*Short task*. Report each line in the records below that contains the word "Find", copying those lines in full.

*Rows from a dataset*.
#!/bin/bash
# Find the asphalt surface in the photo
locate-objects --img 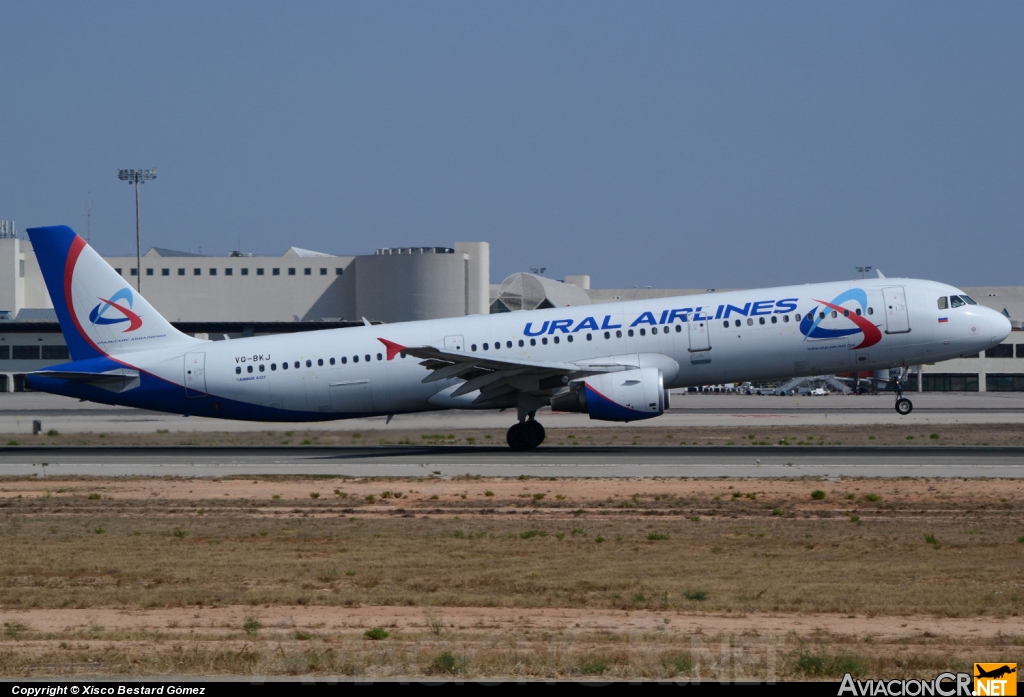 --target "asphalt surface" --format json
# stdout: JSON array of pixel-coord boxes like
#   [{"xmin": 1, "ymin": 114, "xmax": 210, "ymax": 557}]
[{"xmin": 0, "ymin": 445, "xmax": 1024, "ymax": 479}]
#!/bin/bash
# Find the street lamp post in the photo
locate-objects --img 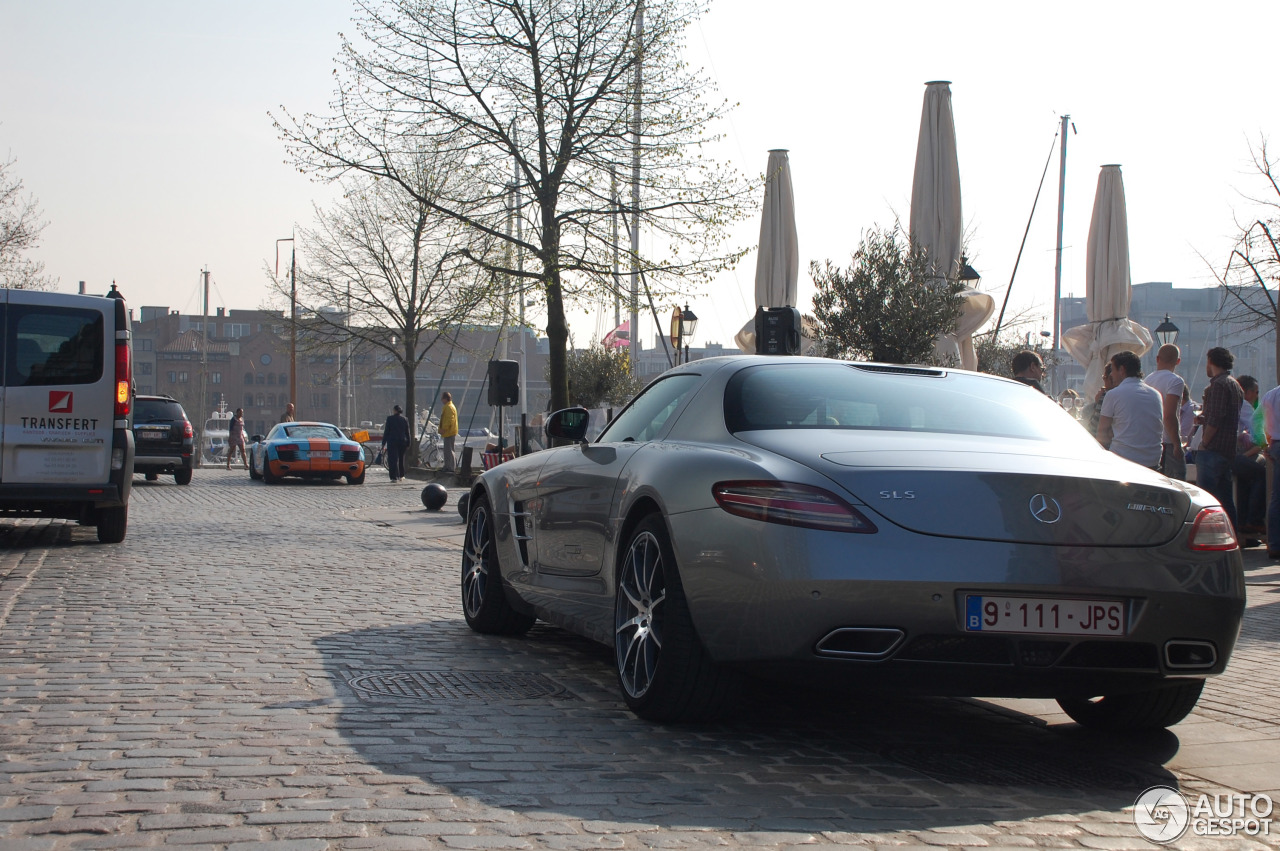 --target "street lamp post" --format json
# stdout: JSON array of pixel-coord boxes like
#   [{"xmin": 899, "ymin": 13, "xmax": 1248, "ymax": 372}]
[
  {"xmin": 671, "ymin": 305, "xmax": 698, "ymax": 365},
  {"xmin": 275, "ymin": 237, "xmax": 298, "ymax": 411},
  {"xmin": 1152, "ymin": 314, "xmax": 1179, "ymax": 346},
  {"xmin": 680, "ymin": 305, "xmax": 698, "ymax": 363}
]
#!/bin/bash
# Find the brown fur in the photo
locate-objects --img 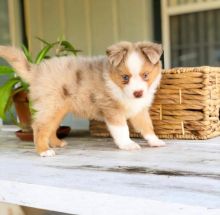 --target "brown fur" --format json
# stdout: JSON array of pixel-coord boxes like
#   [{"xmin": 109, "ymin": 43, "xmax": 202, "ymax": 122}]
[{"xmin": 0, "ymin": 42, "xmax": 162, "ymax": 153}]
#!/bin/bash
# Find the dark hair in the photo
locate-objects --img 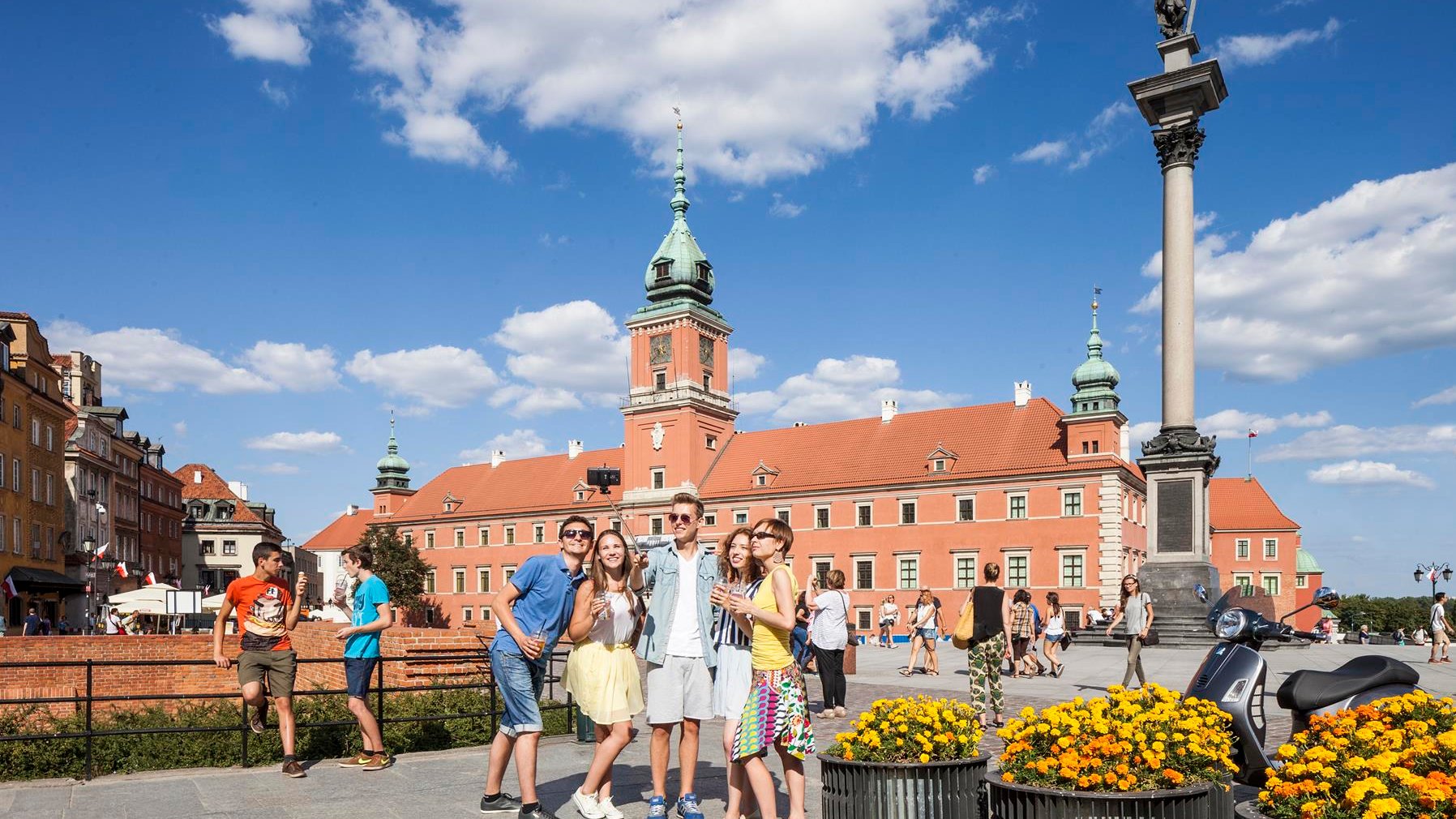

*Worked answer*.
# Find the asphalt surface in the photo
# Find the street lamp post in the photo
# Find the brown fur in the photo
# Find the dark hair in the photo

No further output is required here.